_Set problem_: Starting at the line that has "query: the noun phrase to segment: <item>modern" and stopping after the line that has "[[48,145],[48,154],[51,170],[86,179],[98,179],[98,158],[53,145]]", copy those lines with each "window" replaced by "glass pane" and nothing else changed.

_Exercise material_:
_____

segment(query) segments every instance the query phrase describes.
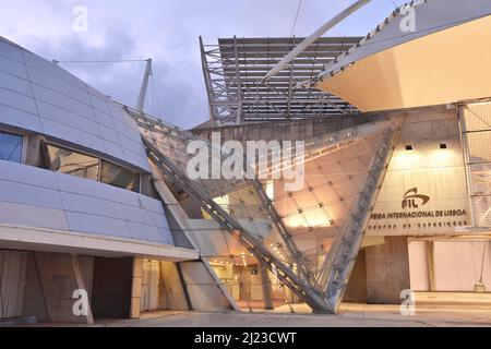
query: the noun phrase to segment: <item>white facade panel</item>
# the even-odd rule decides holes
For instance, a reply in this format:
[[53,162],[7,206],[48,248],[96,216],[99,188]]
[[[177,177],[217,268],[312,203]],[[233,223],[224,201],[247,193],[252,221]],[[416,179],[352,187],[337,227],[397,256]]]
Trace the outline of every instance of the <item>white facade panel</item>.
[[159,201],[100,182],[9,161],[0,161],[0,225],[173,245]]
[[[17,112],[21,122],[5,108],[28,115]],[[149,171],[136,124],[120,105],[57,64],[4,40],[0,40],[0,124],[77,144]]]
[[[22,95],[17,92],[0,87],[0,105],[16,108],[22,111],[37,113],[36,104],[33,97]],[[0,118],[0,120],[2,120]]]

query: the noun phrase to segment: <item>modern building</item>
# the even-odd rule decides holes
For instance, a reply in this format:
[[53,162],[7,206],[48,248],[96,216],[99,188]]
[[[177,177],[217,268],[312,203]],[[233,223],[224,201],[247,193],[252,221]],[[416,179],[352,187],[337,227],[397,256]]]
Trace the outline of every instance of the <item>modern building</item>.
[[[191,131],[1,39],[0,318],[489,291],[490,23],[489,1],[416,1],[265,83],[301,38],[201,43],[209,121]],[[256,176],[189,176],[196,154],[243,166],[229,141],[267,143]]]

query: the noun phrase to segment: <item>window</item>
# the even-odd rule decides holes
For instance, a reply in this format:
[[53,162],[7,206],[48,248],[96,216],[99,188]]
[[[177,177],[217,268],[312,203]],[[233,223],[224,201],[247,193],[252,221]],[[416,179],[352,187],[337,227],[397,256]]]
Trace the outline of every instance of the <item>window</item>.
[[140,176],[125,168],[103,160],[100,181],[107,184],[128,189],[133,192],[140,191]]
[[140,192],[140,174],[112,163],[51,144],[47,147],[49,169]]
[[0,160],[21,163],[24,139],[0,131]]
[[48,145],[48,154],[51,170],[86,179],[98,179],[98,158],[53,145]]

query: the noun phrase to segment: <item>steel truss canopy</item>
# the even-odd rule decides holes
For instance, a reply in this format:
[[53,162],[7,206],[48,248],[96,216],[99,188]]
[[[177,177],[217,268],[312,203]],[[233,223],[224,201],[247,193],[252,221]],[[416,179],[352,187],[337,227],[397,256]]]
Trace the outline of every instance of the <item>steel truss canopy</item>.
[[491,96],[491,1],[419,0],[326,65],[316,86],[362,111]]
[[218,45],[201,41],[211,120],[233,124],[357,111],[330,93],[301,84],[315,81],[325,64],[359,39],[320,38],[267,82],[262,82],[266,73],[303,38],[219,38]]

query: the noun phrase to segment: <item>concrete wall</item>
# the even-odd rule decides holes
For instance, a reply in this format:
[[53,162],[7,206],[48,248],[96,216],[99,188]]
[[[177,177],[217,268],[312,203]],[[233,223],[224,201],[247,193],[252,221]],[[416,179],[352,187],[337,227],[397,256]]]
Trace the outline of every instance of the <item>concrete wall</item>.
[[[457,109],[434,107],[394,115],[406,119],[367,234],[443,234],[470,226]],[[441,144],[446,148],[442,149]],[[406,146],[412,149],[407,151]],[[426,195],[429,201],[415,198],[417,207],[403,205],[405,194],[412,189],[417,193],[410,192],[408,196]],[[456,210],[462,214],[454,214]],[[427,213],[430,215],[422,217],[390,216]]]
[[344,302],[367,302],[367,266],[364,249],[360,250],[343,298]]
[[131,316],[133,257],[94,261],[92,309],[95,317]]
[[160,262],[159,306],[163,310],[189,310],[178,264]]
[[387,237],[385,244],[366,249],[367,302],[399,304],[400,292],[410,289],[406,237]]
[[193,310],[212,312],[232,310],[230,300],[202,262],[181,262],[179,265]]
[[38,322],[92,323],[89,308],[87,315],[76,315],[73,312],[77,301],[73,298],[73,292],[87,290],[89,293],[84,275],[91,277],[89,258],[79,261],[76,255],[71,254],[32,253],[25,288],[24,315],[36,316]]

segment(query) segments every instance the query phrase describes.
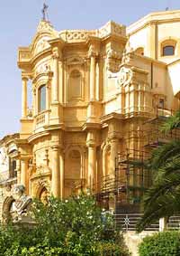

_____

_Complete output_:
query: the noun phrase to segment: <item>modern building</item>
# the even-odd rule decides holes
For instance, a reply in this format:
[[53,162],[7,206],[48,248],[96,216],[99,188]]
[[[177,177],[217,268],[312,203]],[[233,223],[224,201],[247,193],[252,221]],[[416,179],[352,187],[337,227],[397,256]]]
Trace the outline of every instance of the <item>modern building</item>.
[[[191,131],[1,39],[0,318],[489,291],[490,23],[489,1],[416,1],[265,83],[301,38],[201,43],[209,121]],[[256,176],[189,176],[196,154],[243,166],[229,141],[267,143]]]

query: the noun phrase to segment: <item>glass pane</item>
# the even-odd rule decides holes
For instance, a reply in this format:
[[53,162],[7,206],[48,248],[96,216],[99,188]]
[[[177,177],[217,268],[312,203]],[[233,223],[224,201],[247,193],[252,221]],[[416,179],[352,187],[337,227],[397,256]]]
Trace the outline of every instance of the <item>glass pane</item>.
[[140,176],[125,168],[103,160],[100,181],[107,184],[128,189],[133,192],[140,191]]
[[140,192],[140,174],[112,163],[51,144],[47,147],[49,169]]
[[0,160],[21,163],[24,139],[0,131]]
[[48,145],[48,154],[51,170],[86,179],[98,179],[98,158],[53,145]]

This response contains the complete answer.